#### DATA ROWS:

START

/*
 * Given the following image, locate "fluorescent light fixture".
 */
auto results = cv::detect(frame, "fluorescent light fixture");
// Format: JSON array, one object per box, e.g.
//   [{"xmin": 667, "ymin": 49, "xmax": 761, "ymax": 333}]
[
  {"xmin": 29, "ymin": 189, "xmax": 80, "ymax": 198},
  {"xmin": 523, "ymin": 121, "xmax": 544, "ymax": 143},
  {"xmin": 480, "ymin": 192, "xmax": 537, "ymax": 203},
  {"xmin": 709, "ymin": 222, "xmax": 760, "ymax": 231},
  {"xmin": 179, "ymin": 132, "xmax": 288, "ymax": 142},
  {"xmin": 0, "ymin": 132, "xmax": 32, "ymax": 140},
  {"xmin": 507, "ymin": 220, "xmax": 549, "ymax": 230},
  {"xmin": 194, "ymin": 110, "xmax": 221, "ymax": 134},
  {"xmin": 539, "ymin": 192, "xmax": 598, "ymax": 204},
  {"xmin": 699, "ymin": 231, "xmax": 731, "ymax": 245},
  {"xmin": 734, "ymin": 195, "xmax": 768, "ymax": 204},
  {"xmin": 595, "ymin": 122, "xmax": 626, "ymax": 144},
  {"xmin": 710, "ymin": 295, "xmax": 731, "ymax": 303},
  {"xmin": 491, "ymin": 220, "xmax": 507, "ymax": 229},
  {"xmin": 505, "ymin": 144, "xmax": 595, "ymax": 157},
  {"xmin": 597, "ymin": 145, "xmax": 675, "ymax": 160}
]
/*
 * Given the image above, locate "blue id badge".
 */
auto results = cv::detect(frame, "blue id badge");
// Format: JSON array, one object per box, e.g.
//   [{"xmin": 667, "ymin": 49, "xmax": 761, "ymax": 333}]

END

#### WHAT IS BEING ASKED:
Copy all of the rows above character for character, with no changes.

#### WRITTEN RESPONSE:
/*
 * Given the following image, locate "fluorescent light fixture".
 */
auto results = cv::detect(frame, "fluorescent light fixture");
// Format: JSON array, one object per box, e.g.
//   [{"xmin": 667, "ymin": 49, "xmax": 761, "ymax": 333}]
[
  {"xmin": 29, "ymin": 189, "xmax": 80, "ymax": 198},
  {"xmin": 523, "ymin": 121, "xmax": 544, "ymax": 143},
  {"xmin": 480, "ymin": 192, "xmax": 537, "ymax": 203},
  {"xmin": 709, "ymin": 222, "xmax": 760, "ymax": 231},
  {"xmin": 179, "ymin": 132, "xmax": 288, "ymax": 142},
  {"xmin": 0, "ymin": 132, "xmax": 32, "ymax": 140},
  {"xmin": 507, "ymin": 220, "xmax": 549, "ymax": 230},
  {"xmin": 194, "ymin": 110, "xmax": 221, "ymax": 134},
  {"xmin": 539, "ymin": 192, "xmax": 598, "ymax": 204},
  {"xmin": 699, "ymin": 231, "xmax": 731, "ymax": 245},
  {"xmin": 734, "ymin": 195, "xmax": 768, "ymax": 204},
  {"xmin": 595, "ymin": 122, "xmax": 626, "ymax": 144},
  {"xmin": 710, "ymin": 295, "xmax": 731, "ymax": 303},
  {"xmin": 491, "ymin": 220, "xmax": 507, "ymax": 229},
  {"xmin": 505, "ymin": 144, "xmax": 595, "ymax": 157},
  {"xmin": 597, "ymin": 145, "xmax": 675, "ymax": 160}
]
/*
 * Given the image above, locate "blue id badge".
 */
auto results = cv::detect(frame, "blue id badge");
// Format: JSON array, one object per box, e.g.
//   [{"xmin": 667, "ymin": 49, "xmax": 761, "ymax": 333}]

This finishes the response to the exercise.